[TEXTO DE REFERENCIA]

☆ ☆ ☆

Taller: Arte y fuego
Oficio: Trabajo en vidrio
Ruta: Ruta Cundinamarca
Ubicación: Chía, Cundinamarca
A Jorge le sobraban motivos de orgullo en su casa. Su madre fue modista y su padre sastre. Y no cualquiera, le cortó trajes a expresidentes y a ministros de Estado. Lo recuerda siempre pulcramente vestido con prendas que él mismo se hacía, abrigos, pantalones y chaquetas a la medida y con las tendencias de la época. No había mucho dinero en casa, pero la elegancia nunca fue un bien escaso. Tampoco la disciplina, así que cuando a Jorge le entregaron un boletín con malas calificaciones, su padre lo puso contra la pared: si no quería estudiar, tendría que ponerse a trabajar. Y eso fue lo que hizo. Y, hoy lo agradece, pues fue allí que se le fue trazando el camino que seguiría.
Adolescente todavía, empezó a entrenarse en la elaboración de productos de vidrio para laboratorios médicos. Era una labor compleja y minuciosa guiada por maestros suizos, uno de los cuales recuerda especialmente, Rolf Martin, pues le enseñaron a soplar el vidrio y a modelar piezas que debían tener medidas exactas; balones de vidrio de 250 mililitros con un diámetro de 86 y un cuello que podía variar de 34 a 28. Fueron seis meses en esa escuela taller que le enseñó de rigor y exigencia. Con ellos trabajó durante varios años, los suficientes para dominar el oficio, pero también para entender que lo que quería hacer era otra cosa. Y eso lo descubrió cuando otros maestros, esta vez franceses, lo indujeron al trabajo decorativo.

☆ ☆ ☆

[INSTRUCCIONES]
a) En el relato sobre Jorge y el vidrio, ¿cómo se llama el maestro suizo al que Jorge recuerda de manera especial?
b) Retoma el relato sobre Jorge y el vidrio y sigue escribiéndolo desde donde se detiene.
El listado no tiene nada que ver con el texto.

[Entradas guardadas]
☆ ☆ ☆

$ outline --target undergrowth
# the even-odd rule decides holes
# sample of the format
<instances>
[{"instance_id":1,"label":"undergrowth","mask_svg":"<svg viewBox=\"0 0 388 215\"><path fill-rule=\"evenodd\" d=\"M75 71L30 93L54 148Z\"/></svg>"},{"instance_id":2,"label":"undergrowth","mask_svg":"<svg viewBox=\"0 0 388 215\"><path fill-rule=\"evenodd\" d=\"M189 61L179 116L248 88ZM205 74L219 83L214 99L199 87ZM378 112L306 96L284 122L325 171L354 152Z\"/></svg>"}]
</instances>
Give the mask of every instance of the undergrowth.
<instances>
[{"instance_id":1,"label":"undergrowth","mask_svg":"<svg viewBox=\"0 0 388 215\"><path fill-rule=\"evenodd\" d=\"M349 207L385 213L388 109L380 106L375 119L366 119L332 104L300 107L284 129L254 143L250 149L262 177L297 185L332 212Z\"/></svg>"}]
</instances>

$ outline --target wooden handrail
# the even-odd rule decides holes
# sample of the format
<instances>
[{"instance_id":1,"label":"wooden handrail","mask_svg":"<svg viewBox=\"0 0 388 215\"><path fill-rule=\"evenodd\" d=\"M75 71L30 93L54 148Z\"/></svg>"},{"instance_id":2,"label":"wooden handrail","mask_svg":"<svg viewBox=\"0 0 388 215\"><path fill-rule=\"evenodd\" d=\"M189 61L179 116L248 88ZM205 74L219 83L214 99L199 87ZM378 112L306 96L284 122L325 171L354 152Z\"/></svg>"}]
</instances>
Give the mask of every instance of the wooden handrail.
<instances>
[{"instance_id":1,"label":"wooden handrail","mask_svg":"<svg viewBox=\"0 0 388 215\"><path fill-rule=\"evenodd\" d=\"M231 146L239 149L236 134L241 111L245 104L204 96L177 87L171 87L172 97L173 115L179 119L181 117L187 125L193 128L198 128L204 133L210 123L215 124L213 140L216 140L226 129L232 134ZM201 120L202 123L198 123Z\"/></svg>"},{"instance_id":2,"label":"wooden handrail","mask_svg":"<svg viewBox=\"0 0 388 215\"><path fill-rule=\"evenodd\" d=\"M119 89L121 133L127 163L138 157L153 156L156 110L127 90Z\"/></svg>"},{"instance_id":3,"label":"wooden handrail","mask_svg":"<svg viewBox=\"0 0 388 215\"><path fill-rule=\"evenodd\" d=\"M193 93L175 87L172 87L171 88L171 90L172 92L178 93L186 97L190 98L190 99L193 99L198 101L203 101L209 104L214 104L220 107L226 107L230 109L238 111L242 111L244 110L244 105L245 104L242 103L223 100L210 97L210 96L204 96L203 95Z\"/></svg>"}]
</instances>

☆ ☆ ☆

[TAREAS RESUELTAS]
a) Rolf Martin.

b)
Allí supo que esa era la libertad que quería explorar, así que a los 25 se independizó. En esos años había terminado su bachillerato y había ingresado a la universidad, pero no la terminó. Intentó emplearse, pero tampoco se sintió cómodo en ese lugar. Eso del marco estricto de horarios, entregas y jefes no era lo suyo y, si bien es el más disciplinado y puede quedarse 20 horas felizmente sentado en su taller, frente al soplete, modelando sus piezas de vidrio y alistando sus encargos y diseños hasta que el cuerpo le empieza a hormiguear, esa entrega se la ofrece a sus propios proyectos, no a los de los demás. Por supuesto, tal convicción le ha costado mantenerla, y se ha quebrado un par de veces, pero, como el vidrio que se rompe, le basta el fuego para volver a nacer. Y así ha sido.
Jorge habla con pasión de lo que hace, de lo que le ha significado dominar a la “reina de las artesanías”, como llamaban sus maestros el arte del trabajo en vidrio, porque implica manejo espacial, emocional y creativo, y claro, dominio manual. Y así, cuenta cómo toma un tubo de diferentes diámetros y, con ellos, empieza a figurar algún motivo de su imaginación, un Quijote o alguna ranita, perrito o gatito que le pida un niño sorprendido, a quien él le explica con paciencia que esa magia que está viendo no es otra cosa que la transformación de la materia, de cómo ese vidrio que está sólido y congelado, en realidad debería ser líquido en su estado natural, pero que llevándolo a un estado pastoso, o melcochudo gracias al calor, logra crear una figura que, enfriándose, se convierte en una pieza magnífica de vidrio.
Este alquimista ha logrado combinar sus dos saberes, el utilitario que le permite hacer piezas refractarias que resistan al calor, con la belleza del diseño de una pieza decorativa. Y así seguirá, hasta que el hormigueo lo levante de su mesa de trabajo.